EXERCISE DATA Start Marker

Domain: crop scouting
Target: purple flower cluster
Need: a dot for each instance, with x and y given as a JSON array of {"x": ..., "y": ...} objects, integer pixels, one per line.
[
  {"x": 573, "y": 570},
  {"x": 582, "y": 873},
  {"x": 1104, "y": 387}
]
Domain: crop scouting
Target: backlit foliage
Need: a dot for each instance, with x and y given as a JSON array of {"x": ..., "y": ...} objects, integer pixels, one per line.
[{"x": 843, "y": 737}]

EXERCISE DATA End Marker

DIRECTIONS: Retype the complete listing verbatim.

RESULT FOR THIS EXERCISE:
Domain: crop scouting
Target: purple flower cluster
Need: a dot for each instance, with x and y given as a JSON array of {"x": ..., "y": ...} objects, integer pixels, one per line.
[
  {"x": 573, "y": 570},
  {"x": 582, "y": 873},
  {"x": 1104, "y": 387}
]
Domain: crop scouting
Target: backlit foliage
Need: a dot for each instance, with x and y given as a JSON array of {"x": ..., "y": ...} objects, integer pixels, one per line.
[{"x": 843, "y": 737}]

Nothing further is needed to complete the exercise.